New prenatal Harmony Test can help expecting mothers detect birth defects

After having trouble conceiving, 41-year-old Susan Owen got the news that she would give birth to a son this summer.

But because of her age and fertility history, Owen wanted to make sure she would have a healthy pregnancy – and a healthy baby.

“I think every mom just wants to know as much as possible…and you want your child to be healthy and happy,” Owen, the single mom-to-be, told  “So I guess for me, any test that would tell me that sort of information, I applaud and need.”

Owen’s OB-GYN, Dr. Ron Wapner of New York Presbyterian Morgan Stanley Children’s Hospital, suggested a new way to give her some of the answers she was looking for – a simple blood test.

“In every pregnant woman, there’s a small amount of DNA from the fetus circulating in her body,” Wapner told  “Now, it doesn’t come directly from the fetus. It’s cells that have kind of shaved off the placenta.  So what the test does is it can analyze both the mother’s DNA, but it can also analyze the DNA from the fetus, and use that to make a prenatal diagnosis.”

One new tool is the non-invasive Harmony Prenatal Test, which can detect birth defects as early as 10 weeks into a pregnancy.  Fetal trisomies, in which there are three instances of a particular chromosome, rather than the normal two, can cause babies to acquire developmental disorders such as Down syndrome or Trisomy 18.

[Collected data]

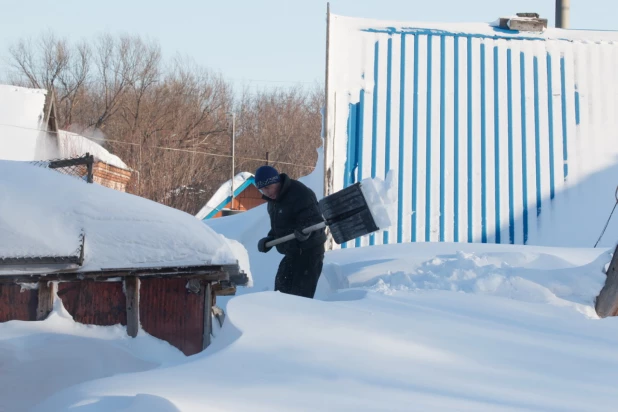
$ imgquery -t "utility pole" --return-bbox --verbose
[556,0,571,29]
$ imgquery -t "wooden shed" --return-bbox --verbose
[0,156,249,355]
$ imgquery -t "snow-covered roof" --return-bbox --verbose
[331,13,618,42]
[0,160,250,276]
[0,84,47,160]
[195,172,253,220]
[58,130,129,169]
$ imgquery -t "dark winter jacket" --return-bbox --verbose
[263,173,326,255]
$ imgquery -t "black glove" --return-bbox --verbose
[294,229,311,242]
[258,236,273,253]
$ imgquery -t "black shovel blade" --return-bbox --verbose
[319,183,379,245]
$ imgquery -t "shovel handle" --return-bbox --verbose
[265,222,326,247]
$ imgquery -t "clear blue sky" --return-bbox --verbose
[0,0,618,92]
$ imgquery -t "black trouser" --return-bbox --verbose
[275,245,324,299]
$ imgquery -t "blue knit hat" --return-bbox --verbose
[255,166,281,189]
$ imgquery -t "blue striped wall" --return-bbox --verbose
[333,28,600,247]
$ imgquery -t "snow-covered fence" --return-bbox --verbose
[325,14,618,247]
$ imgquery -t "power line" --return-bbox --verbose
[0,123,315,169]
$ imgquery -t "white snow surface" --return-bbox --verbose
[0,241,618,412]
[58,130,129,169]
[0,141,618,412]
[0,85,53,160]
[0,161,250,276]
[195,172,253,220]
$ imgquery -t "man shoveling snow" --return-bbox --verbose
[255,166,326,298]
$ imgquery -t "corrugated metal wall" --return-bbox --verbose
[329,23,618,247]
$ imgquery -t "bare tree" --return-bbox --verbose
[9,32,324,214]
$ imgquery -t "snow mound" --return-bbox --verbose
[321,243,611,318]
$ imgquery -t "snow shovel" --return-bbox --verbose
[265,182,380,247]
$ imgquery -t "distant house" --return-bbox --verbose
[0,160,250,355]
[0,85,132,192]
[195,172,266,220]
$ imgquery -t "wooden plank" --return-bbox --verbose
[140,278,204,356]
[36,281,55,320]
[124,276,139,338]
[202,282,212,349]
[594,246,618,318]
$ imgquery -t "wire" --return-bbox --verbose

--

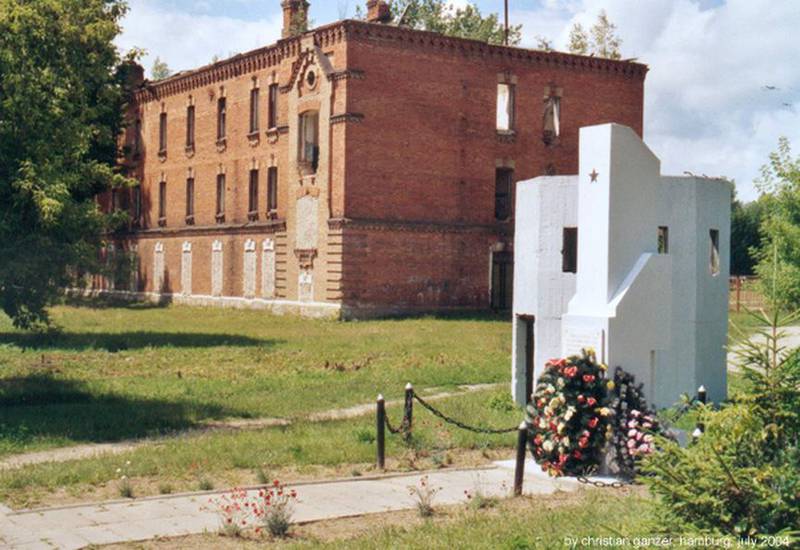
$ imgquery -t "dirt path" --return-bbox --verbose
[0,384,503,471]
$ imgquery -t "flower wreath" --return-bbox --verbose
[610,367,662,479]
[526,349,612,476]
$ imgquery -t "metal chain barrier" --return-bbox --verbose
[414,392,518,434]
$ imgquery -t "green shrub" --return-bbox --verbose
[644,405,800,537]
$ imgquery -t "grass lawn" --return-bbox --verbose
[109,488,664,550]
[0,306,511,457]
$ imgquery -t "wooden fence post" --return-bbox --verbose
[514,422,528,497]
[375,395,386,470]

...

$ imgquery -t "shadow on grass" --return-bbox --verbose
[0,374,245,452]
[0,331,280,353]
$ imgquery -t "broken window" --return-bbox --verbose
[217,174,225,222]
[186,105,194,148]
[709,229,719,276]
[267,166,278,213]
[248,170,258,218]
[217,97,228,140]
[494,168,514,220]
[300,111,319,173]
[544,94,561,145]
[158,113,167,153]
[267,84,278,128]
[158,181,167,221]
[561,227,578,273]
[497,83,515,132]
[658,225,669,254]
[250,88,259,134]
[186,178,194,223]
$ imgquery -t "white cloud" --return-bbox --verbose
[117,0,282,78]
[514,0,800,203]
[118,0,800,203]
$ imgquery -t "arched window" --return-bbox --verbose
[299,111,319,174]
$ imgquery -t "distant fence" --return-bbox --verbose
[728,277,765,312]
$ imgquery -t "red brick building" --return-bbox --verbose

- LIST OF TASKS:
1. Answer these questions about the Harmony Test article.
(a) How old is Susan Owen?
(b) Who is Owen's OB-GYN, and at which hospital?
(c) How early in a pregnancy can the Harmony Prenatal Test detect birth defects?
2. Summarize the Harmony Test article in three sentences.
3. Write the next part of the Harmony Test article, continuing from the sentence that ends with "Down syndrome or Trisomy 18."

- YOUR WRITTEN ANSWERS:
1.
(a) She is 41.
(b) Dr. Ron Wapner, of New York Presbyterian Morgan Stanley Children's Hospital.
(c) As early as 10 weeks into a pregnancy.

2. Because of her age and fertility history, 41-year-old Susan Owen wanted to make sure she would have a healthy pregnancy and a healthy baby. Her OB-GYN, Dr. Ron Wapner, suggested a simple blood test. The non-invasive Harmony Prenatal Test can detect birth defects as early as 10 weeks into a pregnancy, and fetal trisomies, which have three copies of a chromosome instead of two, can cause disorders such as Down syndrome or Trisomy 18.

3.
“If you have genetic risks or you just really want to understand what those risks are, you should talk to a genetic counselor, and then they can help you balance those,” Wapner said.  “And there’s other decisions: ‘Where do I want to deliver the baby? What resources are needed? Can I talk to somebody about what to expect for the first couple months of life?’ That information is incredibly powerful and important.”

For Owen, the test was simple and put her at ease.  The Harmony Test is over 99 percent accurate for detecting Down syndrome, but although the test is incredibly reliable, Dr. Wapner said that nothing is 100 percent accurate.

“There are false positive tests with non-invasive (procedures),” Wapner said.  “No woman should get a result from the blood test and make a decision about the pregnancy without having confirmation by an invasive test.”